### Object position labeling rows
----------------------------------------

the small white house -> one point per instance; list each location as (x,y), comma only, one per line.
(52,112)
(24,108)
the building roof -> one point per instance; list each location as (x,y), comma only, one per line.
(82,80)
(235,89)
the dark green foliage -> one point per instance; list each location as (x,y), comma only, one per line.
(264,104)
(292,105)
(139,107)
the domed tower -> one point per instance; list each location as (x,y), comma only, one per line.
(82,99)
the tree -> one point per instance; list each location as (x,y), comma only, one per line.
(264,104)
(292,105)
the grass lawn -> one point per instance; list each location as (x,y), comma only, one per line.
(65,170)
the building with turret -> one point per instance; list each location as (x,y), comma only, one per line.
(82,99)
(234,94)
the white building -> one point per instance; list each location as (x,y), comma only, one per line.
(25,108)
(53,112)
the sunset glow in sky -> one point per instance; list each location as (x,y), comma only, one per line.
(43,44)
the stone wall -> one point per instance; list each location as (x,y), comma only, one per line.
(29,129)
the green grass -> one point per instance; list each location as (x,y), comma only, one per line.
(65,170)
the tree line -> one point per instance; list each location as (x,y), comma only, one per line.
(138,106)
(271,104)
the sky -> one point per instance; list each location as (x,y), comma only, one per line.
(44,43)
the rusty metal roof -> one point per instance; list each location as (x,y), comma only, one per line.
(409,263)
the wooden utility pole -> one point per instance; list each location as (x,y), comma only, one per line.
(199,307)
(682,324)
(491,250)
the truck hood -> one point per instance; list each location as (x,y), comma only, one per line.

----------------------------------------

### TASK INSTRUCTIONS
Starting at the row that contains "the tree line" and ending at the last row, recast those rows as a Markdown table with a No. column for the row number and a Text column for the row itself, leaving out any blank lines.

### RESULT FOR THIS TASK
| No. | Text |
|---|---|
| 1 | the tree line -> one point per instance; list each location as (x,y), comma only, one per line. |
| 2 | (138,106) |
| 3 | (271,104) |
| 4 | the sky -> one point per instance; list each location as (x,y), comma only, one per line. |
| 5 | (44,43) |
| 6 | the rusty metal roof -> one point per instance; list each location as (x,y), comma only, one per line. |
| 7 | (409,263) |
| 8 | the wooden utility pole -> one point per instance; list each location as (x,y), comma only, one per line. |
| 9 | (199,307) |
| 10 | (682,324) |
| 11 | (491,250) |
| 12 | the truck hood -> one point per instance; list each location as (x,y), comma only, one per line. |